(Exercise aim) Extract every one of the rows below and reproduce each line word for word.

Excerpts from a dataset on pointing to objects:
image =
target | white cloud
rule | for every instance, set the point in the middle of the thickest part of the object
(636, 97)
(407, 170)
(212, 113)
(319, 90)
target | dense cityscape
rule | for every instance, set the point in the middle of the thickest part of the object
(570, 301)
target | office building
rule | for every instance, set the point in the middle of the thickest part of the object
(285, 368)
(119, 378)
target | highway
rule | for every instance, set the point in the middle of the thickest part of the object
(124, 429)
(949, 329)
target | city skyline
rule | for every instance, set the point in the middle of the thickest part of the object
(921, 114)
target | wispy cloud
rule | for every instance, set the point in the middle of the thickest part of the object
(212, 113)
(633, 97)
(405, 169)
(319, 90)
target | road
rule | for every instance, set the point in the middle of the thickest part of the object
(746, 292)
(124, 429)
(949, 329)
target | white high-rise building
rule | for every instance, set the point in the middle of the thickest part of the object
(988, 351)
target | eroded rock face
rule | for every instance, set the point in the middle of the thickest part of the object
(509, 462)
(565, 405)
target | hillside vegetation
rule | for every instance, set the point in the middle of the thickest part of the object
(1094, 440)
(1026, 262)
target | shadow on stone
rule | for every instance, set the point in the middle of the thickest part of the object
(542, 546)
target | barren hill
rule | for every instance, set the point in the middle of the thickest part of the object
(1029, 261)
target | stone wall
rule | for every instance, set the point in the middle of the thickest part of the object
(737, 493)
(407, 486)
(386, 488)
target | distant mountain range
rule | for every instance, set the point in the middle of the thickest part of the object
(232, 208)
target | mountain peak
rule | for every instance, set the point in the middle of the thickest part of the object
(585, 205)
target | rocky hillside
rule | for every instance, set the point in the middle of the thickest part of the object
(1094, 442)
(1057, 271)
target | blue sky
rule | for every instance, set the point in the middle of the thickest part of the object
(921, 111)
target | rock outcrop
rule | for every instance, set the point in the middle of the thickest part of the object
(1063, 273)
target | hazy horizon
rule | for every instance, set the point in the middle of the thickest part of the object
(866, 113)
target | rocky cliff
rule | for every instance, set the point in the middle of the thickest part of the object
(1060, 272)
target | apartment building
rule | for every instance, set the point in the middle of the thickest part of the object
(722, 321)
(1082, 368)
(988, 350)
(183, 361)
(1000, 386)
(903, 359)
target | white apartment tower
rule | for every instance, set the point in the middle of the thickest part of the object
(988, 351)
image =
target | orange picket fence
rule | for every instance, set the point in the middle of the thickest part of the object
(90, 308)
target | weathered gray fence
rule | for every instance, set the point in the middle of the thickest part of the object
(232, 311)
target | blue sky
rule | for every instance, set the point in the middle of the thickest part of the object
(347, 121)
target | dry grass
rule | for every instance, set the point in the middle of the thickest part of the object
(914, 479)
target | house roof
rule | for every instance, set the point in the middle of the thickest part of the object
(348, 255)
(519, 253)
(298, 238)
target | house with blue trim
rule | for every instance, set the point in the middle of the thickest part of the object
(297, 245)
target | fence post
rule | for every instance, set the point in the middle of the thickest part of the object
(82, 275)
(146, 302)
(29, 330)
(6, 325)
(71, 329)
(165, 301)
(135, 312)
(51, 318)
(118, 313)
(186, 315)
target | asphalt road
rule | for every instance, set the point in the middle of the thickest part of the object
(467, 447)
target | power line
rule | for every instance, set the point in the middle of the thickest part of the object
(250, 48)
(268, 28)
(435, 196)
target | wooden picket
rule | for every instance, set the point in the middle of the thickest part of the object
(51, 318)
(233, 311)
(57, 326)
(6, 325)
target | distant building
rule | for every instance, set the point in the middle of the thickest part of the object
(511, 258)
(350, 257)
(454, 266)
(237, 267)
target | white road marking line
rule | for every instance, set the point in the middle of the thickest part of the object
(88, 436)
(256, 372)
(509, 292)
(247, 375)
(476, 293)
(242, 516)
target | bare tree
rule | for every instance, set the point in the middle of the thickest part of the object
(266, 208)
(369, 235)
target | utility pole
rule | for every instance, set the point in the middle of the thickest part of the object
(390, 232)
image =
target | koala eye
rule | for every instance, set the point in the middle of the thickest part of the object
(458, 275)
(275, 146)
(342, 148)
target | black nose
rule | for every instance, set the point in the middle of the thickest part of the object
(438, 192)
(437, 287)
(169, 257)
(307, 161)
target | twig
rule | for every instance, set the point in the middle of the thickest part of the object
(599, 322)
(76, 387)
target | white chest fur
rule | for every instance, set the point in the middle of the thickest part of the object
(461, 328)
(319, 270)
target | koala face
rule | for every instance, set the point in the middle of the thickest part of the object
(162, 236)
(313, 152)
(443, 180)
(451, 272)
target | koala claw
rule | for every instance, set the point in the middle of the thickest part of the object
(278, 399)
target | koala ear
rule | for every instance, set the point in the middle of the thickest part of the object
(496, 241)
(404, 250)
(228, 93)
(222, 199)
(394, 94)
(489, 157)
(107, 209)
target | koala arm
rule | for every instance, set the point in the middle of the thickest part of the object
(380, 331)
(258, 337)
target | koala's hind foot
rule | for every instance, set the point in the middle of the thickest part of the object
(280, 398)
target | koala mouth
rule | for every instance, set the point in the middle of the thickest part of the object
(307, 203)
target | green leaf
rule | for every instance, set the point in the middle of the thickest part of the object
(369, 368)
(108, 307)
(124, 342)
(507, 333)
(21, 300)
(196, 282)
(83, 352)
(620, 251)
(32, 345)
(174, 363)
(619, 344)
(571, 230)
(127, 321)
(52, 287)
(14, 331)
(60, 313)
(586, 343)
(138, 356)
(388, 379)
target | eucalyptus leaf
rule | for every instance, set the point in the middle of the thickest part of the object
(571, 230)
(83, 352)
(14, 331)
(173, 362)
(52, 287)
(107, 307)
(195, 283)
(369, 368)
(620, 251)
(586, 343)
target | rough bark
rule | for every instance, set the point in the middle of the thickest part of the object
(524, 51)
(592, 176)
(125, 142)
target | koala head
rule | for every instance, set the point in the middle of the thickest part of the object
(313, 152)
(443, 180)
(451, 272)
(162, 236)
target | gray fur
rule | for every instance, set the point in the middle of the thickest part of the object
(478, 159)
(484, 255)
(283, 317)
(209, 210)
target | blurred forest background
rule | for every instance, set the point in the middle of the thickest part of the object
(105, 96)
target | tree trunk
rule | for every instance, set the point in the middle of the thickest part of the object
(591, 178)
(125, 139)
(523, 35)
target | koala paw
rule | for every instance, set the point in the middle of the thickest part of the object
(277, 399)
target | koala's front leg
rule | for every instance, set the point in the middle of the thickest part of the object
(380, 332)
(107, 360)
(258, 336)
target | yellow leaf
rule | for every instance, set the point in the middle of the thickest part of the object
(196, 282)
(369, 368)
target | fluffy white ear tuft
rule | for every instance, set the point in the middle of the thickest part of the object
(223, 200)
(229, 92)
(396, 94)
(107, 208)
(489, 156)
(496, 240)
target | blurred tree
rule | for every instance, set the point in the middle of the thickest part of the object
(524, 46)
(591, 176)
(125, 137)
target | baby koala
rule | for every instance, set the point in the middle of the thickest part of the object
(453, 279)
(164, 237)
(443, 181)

(Output for this task)
image =
target | white cloud
rule | for every instance, set the point in the middle of the thickest part of the object
(636, 97)
(407, 170)
(212, 113)
(319, 90)
target | dense cityscape
rule | for every instance, set the point in the middle of the thickest part of the object
(570, 301)
target | office building
rule | for every instance, set the point in the middle of the thickest part of the object
(285, 368)
(119, 378)
target | highway
rule | for every instance, set the point in the middle of the thickest part of the object
(124, 429)
(949, 329)
target | city skyline
rule | for every instance, set the point in the middle of the thickest part of the object
(921, 114)
target | wispy cloud
rule | for every instance, set the point in the middle of the thickest part of the object
(212, 113)
(633, 97)
(405, 169)
(319, 90)
target | road
rule | for every instance, set the point in the middle of the thickest part of the object
(746, 292)
(124, 429)
(949, 329)
target | white high-rise building
rule | for every instance, set the point in the middle of the thickest part of the object
(988, 351)
target | eroded rock face
rule | for every instance, set the point in the middle of the thickest part of the object
(509, 462)
(565, 405)
target | hillside vegetation
rule | for every instance, set the point in the middle of the thickest part of the object
(1094, 440)
(1026, 262)
target | shadow on stone
rule | for every instance, set the point in the middle of the thickest part of the object
(542, 546)
target | barren hill
rule | for every instance, set the point in the middle of the thickest part of the object
(1029, 261)
target | stone wall
rule | for every instance, set the point in the middle of the thickest part of the object
(737, 493)
(407, 486)
(386, 488)
target | distant mountain range
rule | for every instance, set the point in the middle of the thickest part of the object
(232, 208)
target | mountain peak
rule | for every instance, set the point in the middle of the thickest part of the object
(585, 205)
target | rocky hillside
rule | for every instance, set the point in the middle of the thickest part of the object
(1094, 442)
(1057, 271)
target | blue sky
rule | for every instance, set the point in the middle of the thickest part of the object
(921, 111)
target | rock outcrop
rule | for every instance, set the point in the middle of the thickest part of the object
(1063, 273)
target | hazy horizon
rule | for every instance, set the point in the middle of the thickest part of the object
(866, 113)
target | rocky cliff
rule | for every instance, set the point in the middle of the thickest part of the object
(1060, 272)
target | apartment building
rule | for every instance, set the point in the middle of the thickest part of the object
(722, 321)
(1082, 368)
(988, 350)
(183, 361)
(1000, 386)
(903, 359)
target | white apartment tower
rule | for every instance, set the point in the middle of the thickest part of the object
(988, 351)
image =
target | orange picket fence
rule | for every instance, set the point in the middle of the thickest part of the object
(90, 308)
target | weathered gray fence
rule | for every instance, set the point in the middle of the thickest part of the object
(232, 311)
target | blue sky
rule | for every instance, set the point in the middle of the thickest part of the object
(347, 121)
target | dry grass
rule | for every instance, set the point in the middle of the thickest part of the object
(914, 479)
target | house roof
rule | for every instance, set the point in the middle of the thickest part of the object
(348, 255)
(519, 253)
(298, 238)
target | house with blue trim
rule | for every instance, set the point in the middle of the thickest part of the object
(297, 245)
target | fence post
rule | for every instance, set the point in the middle of the thickest part of the object
(82, 275)
(146, 302)
(29, 330)
(6, 325)
(71, 329)
(165, 301)
(135, 312)
(51, 318)
(118, 313)
(186, 315)
target | asphalt road
rule | for every instance, set the point in the middle of the thickest part of the object
(467, 447)
target | power line
rule | for every instance, set the point in the middle of the thickest part of the object
(250, 48)
(268, 28)
(435, 196)
target | wooden picket
rule | for every instance, set the point in the middle of the thickest part of the object
(51, 318)
(233, 311)
(57, 326)
(6, 325)
target | distant building
rule | for every instance, set the point in the middle of the thickest part of the object
(511, 258)
(350, 257)
(454, 266)
(237, 267)
target | white road marking line
rule | for every instance, set the point in the middle of the thickest part of the object
(88, 436)
(256, 372)
(509, 292)
(247, 375)
(476, 293)
(242, 516)
target | bare tree
rule | for every instance, set the point in the middle of the thickest part of the object
(266, 208)
(369, 235)
target | utility pole
rule | for every instance, set the point in the middle of the thickest part of the object
(390, 232)
image =
target | koala eye
rule | for every instance, set the point in the middle of the thickest part of the object
(458, 275)
(275, 146)
(342, 148)
target | black nose
rule | for every instance, set the point in the middle of the thickest part of the object
(438, 192)
(437, 287)
(169, 257)
(307, 161)
target | twig
rule | for every instance, set the point in the middle of the thickest part of the object
(599, 322)
(76, 387)
target | white chest fur
rule | for every instance, set the point in the middle of the thickest part of the object
(461, 328)
(319, 270)
target | koala face
rule | for every instance, set the point in the middle of the thickest part of the object
(162, 236)
(313, 152)
(443, 180)
(451, 272)
target | koala claw
rule | for every instance, set the point in the middle of the thickest part of the object
(278, 399)
target | koala ear
rule | for every instance, set the point in the middle of the thickest part of the object
(496, 241)
(404, 250)
(228, 93)
(222, 199)
(394, 94)
(489, 157)
(107, 209)
target | koala arm
rule | for every instance, set the point in the middle of the thickest part of the object
(380, 331)
(258, 337)
target | koala's hind foot
rule | for every instance, set the point in the middle of the thickest part of the object
(280, 398)
target | koala mouth
rule | for every instance, set the point in the middle of the thickest part of the object
(307, 203)
target | green leaf
rule | for every instance, set the point in the middle of the thickest part of the object
(369, 368)
(108, 307)
(124, 342)
(507, 333)
(21, 300)
(196, 282)
(83, 352)
(620, 251)
(32, 345)
(174, 363)
(619, 344)
(571, 230)
(127, 321)
(52, 287)
(14, 331)
(60, 313)
(586, 343)
(138, 356)
(388, 379)
target | eucalyptus leaf
rule | for every instance, set the point in the middle of the thickest part of the object
(571, 230)
(83, 352)
(14, 331)
(173, 362)
(52, 287)
(107, 307)
(195, 283)
(369, 368)
(620, 251)
(586, 343)
target | rough bark
rule | for every instance, set the point in the middle of the thickest part of the object
(524, 51)
(592, 176)
(125, 142)
target | koala head
rule | for every instance, set the point in the middle of the thickest part of the object
(313, 152)
(443, 180)
(451, 272)
(162, 236)
target | gray fur
rule | for every instance, set the point in the middle of the thickest part of the object
(478, 159)
(484, 255)
(283, 317)
(209, 210)
target | blurred forest background
rule | for every instance, set the point in the middle of the thickest part of the object
(105, 96)
target | tree trunk
rule | for every instance, set the point in the middle of the thickest part of the object
(591, 178)
(125, 139)
(523, 35)
target | koala paw
rule | for every instance, set the point in the middle of the thickest part of the object
(277, 399)
target | koala's front leg
rule | for every instance, set the point in the middle of the thickest part of the object
(380, 332)
(107, 360)
(258, 336)
target | yellow leaf
rule | for every instance, set the point in the middle of the thickest part of the object
(196, 282)
(369, 368)
target | fluffy white ear tuft
rule | for every instance, set the point in the middle of the thickest part of the object
(223, 200)
(229, 92)
(396, 94)
(107, 208)
(489, 156)
(496, 240)
target | blurred tree
rule | for every instance, set the point in the middle of the thickest part of the object
(524, 46)
(591, 176)
(125, 137)
target | baby koala
rule | for every instance, set the point in the middle of the thickest part of the object
(453, 279)
(164, 237)
(443, 181)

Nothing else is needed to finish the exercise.